■ Document excerpt
Not in the mood for boozy coffee syrup? Paranubes has your back. A look at their new coffee liqueur and what makes it special.
Can you bottle the essence of a region? After tasting the new coffee liqueur from Paranubus, I’m inclined to think so. This cafe de olla liqueur is as original as its base spirit–the much lauded Paranubes Rum, or aguardiente de caña, as it’s known at its point of origin in the Sierra Mazateca of Oaxaca.
Paranubes Coffee Liqueur is in a class of its own–more akin to an amaro than it is to, say, Kahlua or Mr. Black. The briny yet candied notes of the rum are expertly amplified by spiced coffee.
“It’s very taste the place,” Kami Kenna says of the recipe she formulated for brand owners Judah Kuper, Francisco Terrazas, and Dylan Sloan.

In Mexico, Paranubes Coffee Liqueur is marketed as Paranubes Cafe de Olla. In addition to elevating ingredients from a specific region in Oaxaca, the liqueur celebrates the widespread Mexican tradition of cafe de olla, or coffee steeped and simmered with dark brown sugar and cinnamon. (Some recipes call for additional aromatics.)
Kami wanted to figure out a way to bring that comforting yet layered flavor to a coffee liqueur. She set out to create something totally different from any coffee liqueur on the market.

“Everyone here does a coffee liqueur,” Kami says from her kitchen in Oaxaca. “Because there’s coffee growing everywhere and there’s mezcal everywhere. So usually these liqueurs are mezcal-based and they’re very very literal, in the sense that they take coffee, usually a pretty dark roast, and they macerate it in mezcal and they add sugar and they sell you a coffee liqueur. And some of them are better than others, but it’s just very literal.”

■ Extracted information
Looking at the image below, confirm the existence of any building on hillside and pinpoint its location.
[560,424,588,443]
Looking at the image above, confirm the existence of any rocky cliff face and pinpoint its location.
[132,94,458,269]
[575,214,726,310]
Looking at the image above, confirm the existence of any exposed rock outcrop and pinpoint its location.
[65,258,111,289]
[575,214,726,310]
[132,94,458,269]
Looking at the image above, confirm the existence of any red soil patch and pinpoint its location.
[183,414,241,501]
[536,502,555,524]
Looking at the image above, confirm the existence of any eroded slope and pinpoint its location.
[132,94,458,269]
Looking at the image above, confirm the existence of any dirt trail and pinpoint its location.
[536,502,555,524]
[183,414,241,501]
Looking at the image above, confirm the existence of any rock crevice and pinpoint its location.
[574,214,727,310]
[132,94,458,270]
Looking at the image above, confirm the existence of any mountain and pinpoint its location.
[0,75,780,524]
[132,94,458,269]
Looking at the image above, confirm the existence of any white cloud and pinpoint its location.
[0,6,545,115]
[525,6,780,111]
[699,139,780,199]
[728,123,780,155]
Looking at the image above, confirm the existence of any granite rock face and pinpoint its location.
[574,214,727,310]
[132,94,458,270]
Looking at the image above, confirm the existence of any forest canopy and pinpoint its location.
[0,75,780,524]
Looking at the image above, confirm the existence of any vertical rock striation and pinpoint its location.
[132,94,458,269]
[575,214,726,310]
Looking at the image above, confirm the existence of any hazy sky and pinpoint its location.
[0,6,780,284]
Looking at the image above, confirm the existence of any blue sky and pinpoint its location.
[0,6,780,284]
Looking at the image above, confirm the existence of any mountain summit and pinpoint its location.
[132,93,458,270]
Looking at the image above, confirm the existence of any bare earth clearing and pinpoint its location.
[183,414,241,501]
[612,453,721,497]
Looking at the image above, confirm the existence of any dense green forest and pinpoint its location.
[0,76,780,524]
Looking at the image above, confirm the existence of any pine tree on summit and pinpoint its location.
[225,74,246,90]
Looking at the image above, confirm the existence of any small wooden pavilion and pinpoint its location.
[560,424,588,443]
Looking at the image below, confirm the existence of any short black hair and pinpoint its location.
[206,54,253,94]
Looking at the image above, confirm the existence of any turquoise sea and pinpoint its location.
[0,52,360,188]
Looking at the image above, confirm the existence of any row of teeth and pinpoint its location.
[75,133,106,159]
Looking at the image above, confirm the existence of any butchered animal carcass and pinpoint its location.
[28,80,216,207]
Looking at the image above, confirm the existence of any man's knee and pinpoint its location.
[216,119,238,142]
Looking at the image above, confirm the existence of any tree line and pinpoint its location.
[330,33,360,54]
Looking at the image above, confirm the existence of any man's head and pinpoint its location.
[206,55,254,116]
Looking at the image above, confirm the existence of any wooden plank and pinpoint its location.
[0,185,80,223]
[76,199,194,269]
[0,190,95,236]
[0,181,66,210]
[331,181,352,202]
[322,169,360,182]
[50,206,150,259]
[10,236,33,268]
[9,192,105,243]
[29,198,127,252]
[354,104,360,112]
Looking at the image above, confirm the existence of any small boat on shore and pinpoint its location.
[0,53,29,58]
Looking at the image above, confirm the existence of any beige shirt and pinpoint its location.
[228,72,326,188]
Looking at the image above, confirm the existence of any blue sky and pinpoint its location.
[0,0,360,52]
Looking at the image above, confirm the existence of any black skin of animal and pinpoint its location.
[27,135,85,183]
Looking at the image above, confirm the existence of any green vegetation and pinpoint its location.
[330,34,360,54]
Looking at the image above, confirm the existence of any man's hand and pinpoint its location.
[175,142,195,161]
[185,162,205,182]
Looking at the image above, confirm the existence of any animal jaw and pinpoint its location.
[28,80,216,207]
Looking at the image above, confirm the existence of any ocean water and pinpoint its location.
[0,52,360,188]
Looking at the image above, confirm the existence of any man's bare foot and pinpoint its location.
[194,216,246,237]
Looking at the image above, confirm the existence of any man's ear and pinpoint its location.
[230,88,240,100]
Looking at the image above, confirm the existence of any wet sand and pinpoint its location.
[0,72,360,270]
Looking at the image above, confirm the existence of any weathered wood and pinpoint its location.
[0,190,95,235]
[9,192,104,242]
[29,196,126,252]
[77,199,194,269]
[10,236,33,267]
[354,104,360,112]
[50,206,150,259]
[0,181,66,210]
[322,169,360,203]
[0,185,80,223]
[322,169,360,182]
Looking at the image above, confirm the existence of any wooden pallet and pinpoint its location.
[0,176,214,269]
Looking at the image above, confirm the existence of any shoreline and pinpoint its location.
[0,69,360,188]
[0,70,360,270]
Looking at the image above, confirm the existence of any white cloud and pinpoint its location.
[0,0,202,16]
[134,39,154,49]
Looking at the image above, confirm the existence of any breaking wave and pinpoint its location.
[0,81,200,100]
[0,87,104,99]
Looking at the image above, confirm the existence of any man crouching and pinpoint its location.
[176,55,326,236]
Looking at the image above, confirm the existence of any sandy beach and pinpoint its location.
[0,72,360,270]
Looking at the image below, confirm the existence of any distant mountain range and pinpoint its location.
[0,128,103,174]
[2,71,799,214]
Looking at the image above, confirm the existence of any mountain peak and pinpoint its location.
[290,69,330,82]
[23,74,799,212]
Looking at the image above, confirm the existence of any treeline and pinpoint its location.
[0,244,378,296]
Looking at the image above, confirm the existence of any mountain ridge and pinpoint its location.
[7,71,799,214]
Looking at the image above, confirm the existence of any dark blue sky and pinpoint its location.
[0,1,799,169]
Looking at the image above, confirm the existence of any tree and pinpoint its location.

■ Exercise
Copy the passage of the coffee liqueur article between "Kami wanted to" and "on the market.", inclusive, swapping "comforting" for "warming".

■ Exercise response
Kami wanted to figure out a way to bring that warming yet layered flavor to a coffee liqueur. She set out to create something totally different from any coffee liqueur on the market.